• TASK DATA:
— start —

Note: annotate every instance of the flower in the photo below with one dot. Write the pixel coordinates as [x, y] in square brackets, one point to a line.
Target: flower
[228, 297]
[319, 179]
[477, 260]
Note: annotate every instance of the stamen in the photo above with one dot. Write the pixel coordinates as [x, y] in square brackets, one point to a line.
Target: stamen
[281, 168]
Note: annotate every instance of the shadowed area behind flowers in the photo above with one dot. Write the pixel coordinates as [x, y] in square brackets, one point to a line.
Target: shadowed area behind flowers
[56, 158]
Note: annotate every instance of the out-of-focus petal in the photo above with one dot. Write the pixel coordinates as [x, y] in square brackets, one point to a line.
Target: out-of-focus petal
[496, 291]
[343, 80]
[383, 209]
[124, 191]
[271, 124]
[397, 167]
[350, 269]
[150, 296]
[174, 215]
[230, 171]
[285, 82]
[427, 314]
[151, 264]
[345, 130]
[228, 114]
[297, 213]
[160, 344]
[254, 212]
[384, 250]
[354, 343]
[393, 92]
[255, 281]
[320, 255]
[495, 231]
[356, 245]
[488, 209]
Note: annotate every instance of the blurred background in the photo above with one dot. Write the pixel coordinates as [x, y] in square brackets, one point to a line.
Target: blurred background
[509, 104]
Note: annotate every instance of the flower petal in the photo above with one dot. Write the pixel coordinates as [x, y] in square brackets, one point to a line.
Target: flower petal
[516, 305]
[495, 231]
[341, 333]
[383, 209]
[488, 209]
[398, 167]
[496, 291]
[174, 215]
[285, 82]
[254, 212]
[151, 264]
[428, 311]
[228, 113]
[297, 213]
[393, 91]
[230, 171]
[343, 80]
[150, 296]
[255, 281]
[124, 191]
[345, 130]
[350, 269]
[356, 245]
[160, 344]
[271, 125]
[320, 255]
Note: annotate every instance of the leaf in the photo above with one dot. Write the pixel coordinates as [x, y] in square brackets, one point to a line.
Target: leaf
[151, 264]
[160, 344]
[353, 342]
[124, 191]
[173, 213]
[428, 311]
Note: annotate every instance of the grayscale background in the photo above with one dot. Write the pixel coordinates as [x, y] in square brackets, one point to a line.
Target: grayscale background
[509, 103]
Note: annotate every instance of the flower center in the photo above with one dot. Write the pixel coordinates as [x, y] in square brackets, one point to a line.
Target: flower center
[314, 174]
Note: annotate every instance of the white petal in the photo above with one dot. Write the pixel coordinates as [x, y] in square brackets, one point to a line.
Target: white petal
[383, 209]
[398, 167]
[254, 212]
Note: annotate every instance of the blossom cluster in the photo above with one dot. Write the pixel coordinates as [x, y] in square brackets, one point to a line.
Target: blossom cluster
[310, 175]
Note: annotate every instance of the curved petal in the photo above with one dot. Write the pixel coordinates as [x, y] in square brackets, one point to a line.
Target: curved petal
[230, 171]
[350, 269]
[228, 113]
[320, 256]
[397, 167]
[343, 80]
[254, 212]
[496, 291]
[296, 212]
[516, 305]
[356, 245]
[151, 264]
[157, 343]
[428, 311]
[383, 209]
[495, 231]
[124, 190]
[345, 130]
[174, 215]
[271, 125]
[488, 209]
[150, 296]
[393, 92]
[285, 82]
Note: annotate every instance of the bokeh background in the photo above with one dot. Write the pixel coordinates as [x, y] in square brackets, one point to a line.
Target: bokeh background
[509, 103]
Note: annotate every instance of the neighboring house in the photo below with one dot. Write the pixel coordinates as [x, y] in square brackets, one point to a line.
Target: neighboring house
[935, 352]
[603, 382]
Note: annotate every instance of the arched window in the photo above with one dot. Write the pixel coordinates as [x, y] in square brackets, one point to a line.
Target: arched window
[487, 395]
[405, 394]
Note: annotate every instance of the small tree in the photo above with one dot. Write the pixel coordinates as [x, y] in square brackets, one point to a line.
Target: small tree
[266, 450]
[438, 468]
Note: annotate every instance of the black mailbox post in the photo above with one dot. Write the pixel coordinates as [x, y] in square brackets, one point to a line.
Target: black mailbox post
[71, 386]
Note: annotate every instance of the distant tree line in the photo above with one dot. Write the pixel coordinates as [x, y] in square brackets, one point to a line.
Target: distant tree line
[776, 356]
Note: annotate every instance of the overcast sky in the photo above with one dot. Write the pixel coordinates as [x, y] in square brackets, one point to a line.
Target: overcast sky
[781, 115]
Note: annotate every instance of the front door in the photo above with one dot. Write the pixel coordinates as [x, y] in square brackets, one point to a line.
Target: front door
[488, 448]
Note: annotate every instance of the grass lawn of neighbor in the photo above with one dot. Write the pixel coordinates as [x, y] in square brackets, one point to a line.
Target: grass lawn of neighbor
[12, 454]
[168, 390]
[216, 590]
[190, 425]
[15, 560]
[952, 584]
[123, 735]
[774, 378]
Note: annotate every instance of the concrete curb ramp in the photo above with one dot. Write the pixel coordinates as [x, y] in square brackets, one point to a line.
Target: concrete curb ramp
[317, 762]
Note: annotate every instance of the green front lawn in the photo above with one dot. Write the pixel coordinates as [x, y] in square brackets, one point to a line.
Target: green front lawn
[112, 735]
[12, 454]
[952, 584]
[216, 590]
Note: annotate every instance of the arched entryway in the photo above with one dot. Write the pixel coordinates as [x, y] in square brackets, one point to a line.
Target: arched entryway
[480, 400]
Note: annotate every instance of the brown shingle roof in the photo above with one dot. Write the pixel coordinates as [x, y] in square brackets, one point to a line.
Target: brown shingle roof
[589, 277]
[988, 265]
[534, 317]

— end —

Write out the listing once more, matching it exactly.

Note: annotate every instance of the flower in the photo below with one dot. Write the pixel coordinates as [x, y] in square brackets, one point to a line.
Target: flower
[228, 297]
[319, 179]
[477, 260]
Note: annotate every instance of the stamen in the photo above with one dot. Write the pixel coordinates as [x, y] in square brackets, one point to a line.
Target: stamen
[281, 168]
Note: annotate every instance of the shadowed area behind flowers in the photo above with one dot. Write the pixel coordinates as [x, y] in square brackets, one point to a line.
Target: shadowed area behind flowers
[56, 158]
Note: annotate every instance of the out-of-focus petal in the photo above with one dot. Write the pixel coordinates as [x, y] in square brackets, one point to a line.
Target: out-of-focus petal
[496, 291]
[343, 80]
[383, 209]
[124, 191]
[271, 124]
[397, 167]
[350, 269]
[150, 296]
[174, 215]
[230, 171]
[285, 82]
[427, 314]
[151, 264]
[345, 130]
[228, 114]
[297, 213]
[160, 344]
[254, 212]
[384, 250]
[354, 343]
[393, 92]
[255, 281]
[320, 255]
[495, 231]
[356, 245]
[488, 209]
Note: annotate every instance of the blurred background in the photo above with one dot. Write the pixel coordinates as [x, y] in square brackets, one point to a line.
Target: blurred background
[509, 104]
Note: annotate every instance of the flower petal in the photo above with one dot. Write the pixel coordinates as [x, y] in square brackets, one point to a line.
Target: flower petal
[516, 305]
[495, 231]
[341, 333]
[383, 209]
[488, 209]
[398, 167]
[496, 291]
[174, 215]
[285, 82]
[254, 212]
[151, 264]
[428, 311]
[228, 113]
[297, 213]
[393, 91]
[230, 171]
[343, 80]
[150, 296]
[255, 281]
[124, 191]
[345, 130]
[350, 269]
[356, 245]
[160, 344]
[271, 125]
[320, 255]
Note: annotate every instance of the leaf in the photo above with one dot. Write the pixel coordinates as [x, y] in square brackets, one point to a line.
Target: leaf
[151, 264]
[160, 344]
[353, 342]
[124, 191]
[173, 213]
[428, 311]
Note: annotate every instance of the grayscale background in the photo above with one dot. Write the pixel coordinates as [x, y] in square brackets, one point to a line.
Target: grayscale background
[509, 103]
Note: annotate every instance of the flower center in the photo above with one dot. Write the pixel coordinates as [x, y] in square brackets, one point to a line.
Target: flower center
[314, 174]
Note: annotate every instance of the white petal in the photo above with one dot. Write the pixel coordinates as [x, y] in square brackets, one point to a line.
Target: white petal
[383, 209]
[398, 167]
[254, 212]
Note: annotate every instance of the blossom cluster in the photo above with one dot. Write the pixel coordinates as [x, y] in square brackets, one point to a line.
Target: blossom cluster
[310, 175]
Note: annotate every instance of the curved petal in the photo above with one dot. Write the pixel coordinates as [x, y] in square brackets, one point to a line.
Target: curved petal
[230, 171]
[350, 269]
[228, 113]
[320, 256]
[397, 167]
[343, 80]
[254, 212]
[496, 291]
[296, 212]
[516, 305]
[356, 245]
[151, 264]
[157, 343]
[428, 311]
[383, 209]
[495, 231]
[124, 190]
[345, 130]
[174, 215]
[271, 125]
[488, 209]
[150, 296]
[393, 92]
[285, 82]
Note: annotate every instance of the bokeh background in the photo above with one dot. Write the pixel coordinates as [x, y] in square brackets, one point to a line.
Target: bokeh background
[509, 103]
Note: annotate every instance of the neighboring house in the photo below with one dot. Write the pixel coordinates as [x, y] in square brackets, one point to a line.
Target: neighboring house
[935, 352]
[603, 382]
Note: annotate every instance of the arched window in the photo above with one dot. Write the pixel coordinates as [x, y] in square brackets, one point to a line.
Target: arched window
[487, 395]
[405, 394]
Note: annotate every instance of the small tree in the photo above with one dot. Write the pixel coordinates as [x, y] in square brackets, one point to a line.
Target: small tree
[266, 450]
[438, 468]
Note: annotate every instance of the black mailbox post in the photo above with one dot. Write the pixel coordinates as [x, y] in square brackets, one point to a line.
Target: black mailbox post
[71, 386]
Note: annotate every instance of the distant tree line in the photo above with one dot. Write the pixel coordinates as [x, y] in square brackets, one point to a line.
Target: distant tree line
[776, 356]
Note: annotate every instance of the overcast sky in the photo above with one dot. Write the pixel coordinates as [x, y] in square brackets, one point to a line.
Target: overcast sky
[781, 115]
Note: annotate every instance of the front door in the photo above with one dot. Write the pixel coordinates as [x, y] in square brackets, one point to a line.
Target: front door
[488, 448]
Note: annotate every instance of the grass lawn of neighbor in the photo above with one dot. Write the pixel coordinates as [x, y] in square brackets, one point to a line.
Target: grass lawn of neighbor
[12, 454]
[168, 390]
[216, 590]
[190, 425]
[15, 560]
[952, 584]
[123, 735]
[774, 378]
Note: annotate every instance of the concrete curb ramp in the photo above with one dot. Write the pixel coordinates as [x, y] in square brackets, one point to a line.
Target: concrete curb ramp
[317, 762]
Note: annotate every instance of the green front lawn in the photo above with one dot. Write the pixel coordinates as [x, y] in square brackets, one point to a line.
Target: green front lawn
[112, 735]
[12, 454]
[952, 584]
[216, 590]
Note: annotate every instance of the arched entryway in the photo above with one dot. Write the pixel coordinates as [x, y] in square brackets, one point to a line.
Target: arched entryway
[480, 400]
Note: annotate every instance of the brown shingle roof in the photo above with one dot. Write the pixel coordinates as [x, y] in square brackets, one point to a line.
Target: brown shingle roof
[589, 277]
[988, 265]
[534, 317]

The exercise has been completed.